• Material for this exercise:
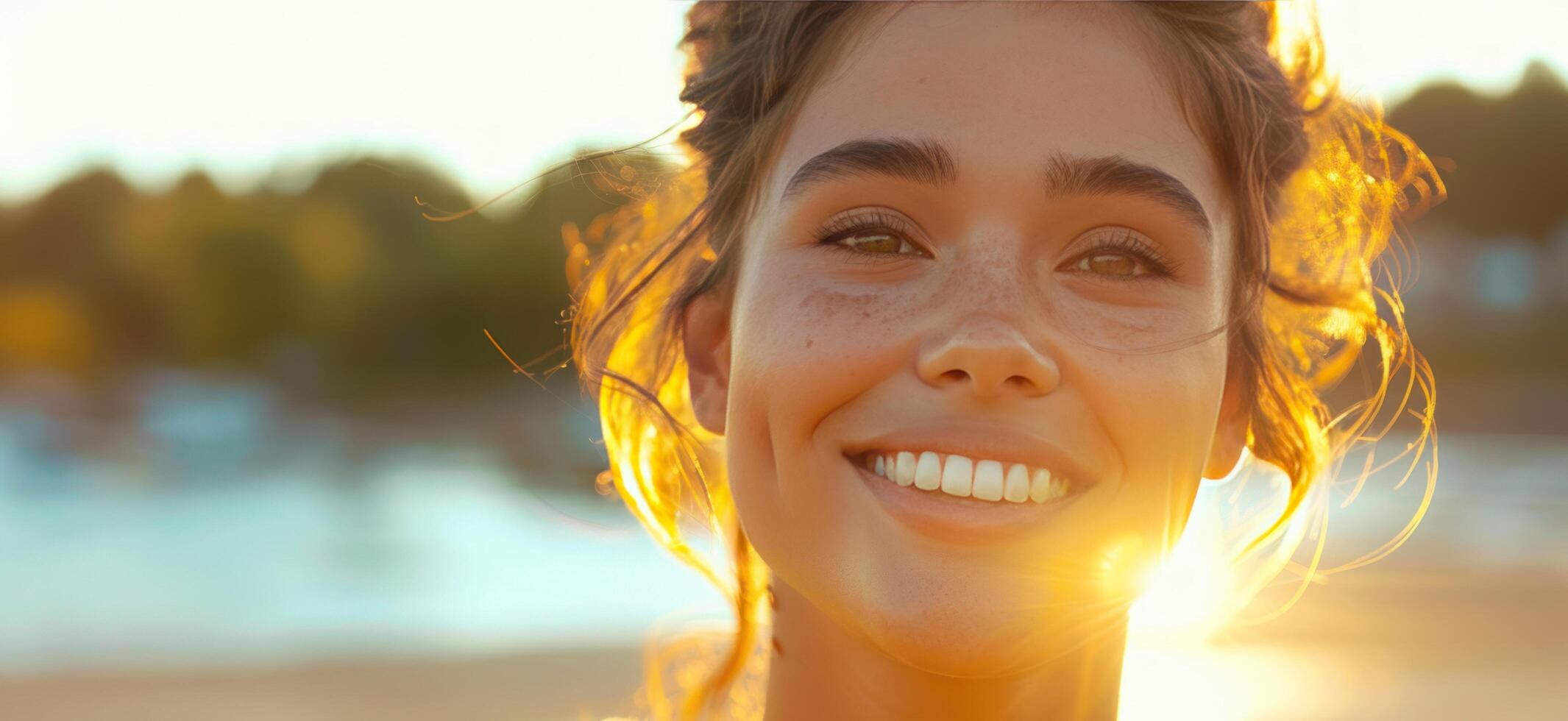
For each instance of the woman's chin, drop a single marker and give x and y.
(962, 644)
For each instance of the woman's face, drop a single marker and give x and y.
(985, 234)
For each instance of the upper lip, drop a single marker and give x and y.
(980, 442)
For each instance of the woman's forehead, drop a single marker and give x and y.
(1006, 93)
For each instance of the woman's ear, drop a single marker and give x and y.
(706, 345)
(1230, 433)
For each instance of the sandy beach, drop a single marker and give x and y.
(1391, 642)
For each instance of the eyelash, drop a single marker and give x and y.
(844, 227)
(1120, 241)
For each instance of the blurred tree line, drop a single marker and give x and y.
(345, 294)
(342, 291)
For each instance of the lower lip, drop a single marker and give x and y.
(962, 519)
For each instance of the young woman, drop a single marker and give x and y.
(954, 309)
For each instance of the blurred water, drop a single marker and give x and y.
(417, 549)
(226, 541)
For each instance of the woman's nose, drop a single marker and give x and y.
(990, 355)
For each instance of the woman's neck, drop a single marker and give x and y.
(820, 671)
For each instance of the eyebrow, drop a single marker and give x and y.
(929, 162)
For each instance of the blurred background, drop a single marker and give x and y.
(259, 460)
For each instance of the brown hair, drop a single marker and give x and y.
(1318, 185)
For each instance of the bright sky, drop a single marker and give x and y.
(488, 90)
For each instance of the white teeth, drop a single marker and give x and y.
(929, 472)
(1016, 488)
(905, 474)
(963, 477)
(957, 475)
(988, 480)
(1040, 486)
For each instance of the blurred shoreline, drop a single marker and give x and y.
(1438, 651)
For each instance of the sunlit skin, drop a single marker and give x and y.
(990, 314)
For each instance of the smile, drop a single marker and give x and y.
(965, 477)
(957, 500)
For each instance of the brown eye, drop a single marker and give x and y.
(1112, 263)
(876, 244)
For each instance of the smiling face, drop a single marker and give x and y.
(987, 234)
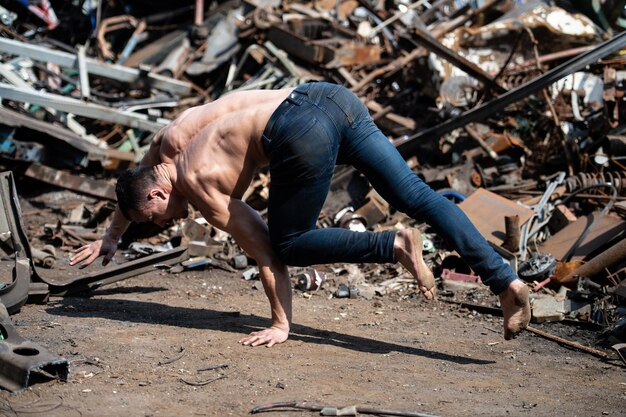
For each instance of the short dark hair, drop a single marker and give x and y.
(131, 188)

• Try it: I'd like the material duplicated exactly, without its pictures.

• Written solution:
For each instance of the woman's chin, drop a single marker and give x and y.
(962, 644)
For each instance of the woman's face, drop a single marker and give x and y.
(985, 234)
For each instance of the upper lip, drop a single marker and give x and y.
(980, 442)
For each instance of the woman's forehead, drop a single marker and give x and y.
(1006, 93)
For each instance of the woman's ear, drop a single marker and give x and y.
(706, 345)
(1230, 433)
For each instance of the sandy beach, drop a single marker and give x and y.
(1391, 642)
For each instance of the eyelash, drop a single marker and give x and y.
(844, 227)
(1120, 241)
For each instance of the blurred tree line, drop a single marker and give x and y.
(345, 294)
(342, 291)
For each instance of the lower lip, drop a single marker and give x and y.
(962, 519)
For each instance of the young woman, drop a single marker and give x and y.
(954, 309)
For each instance of the blurred water, drop a single marker and give x and y.
(417, 549)
(226, 541)
For each instance of the woman's nose, drop a single marker and give x and y.
(990, 355)
For each instance of the woman's neck, drop a single marker and give x and y.
(820, 671)
For each instance of the eyebrow, drop a single marker and give x and y.
(929, 162)
For each instance of the blurred background, drop a single marker and give x and y.
(259, 460)
For each instance of the brown hair, drop a single marker and give x and y.
(1318, 185)
For each instance of the bright sky, drop a single marker and give x and y.
(488, 90)
For each instance of the white teeth, drop a single marker and give x and y.
(929, 472)
(1016, 488)
(905, 474)
(963, 477)
(957, 475)
(988, 480)
(1040, 486)
For each instance of the blurred shoreline, drop a single marker and give x and y.
(1438, 651)
For each instance of the sunlit skin, drop a single marker and give x and y.
(990, 314)
For each instance of the smile, drop a single marker and give x and y.
(965, 477)
(957, 500)
For each instance of the brown eye, drop a single marker and give x and y.
(1112, 263)
(876, 244)
For each instance of the smiling face, drop a single marker and give x and y.
(987, 234)
For each instance of the short dark hair, drop a single marker and give x and y.
(131, 188)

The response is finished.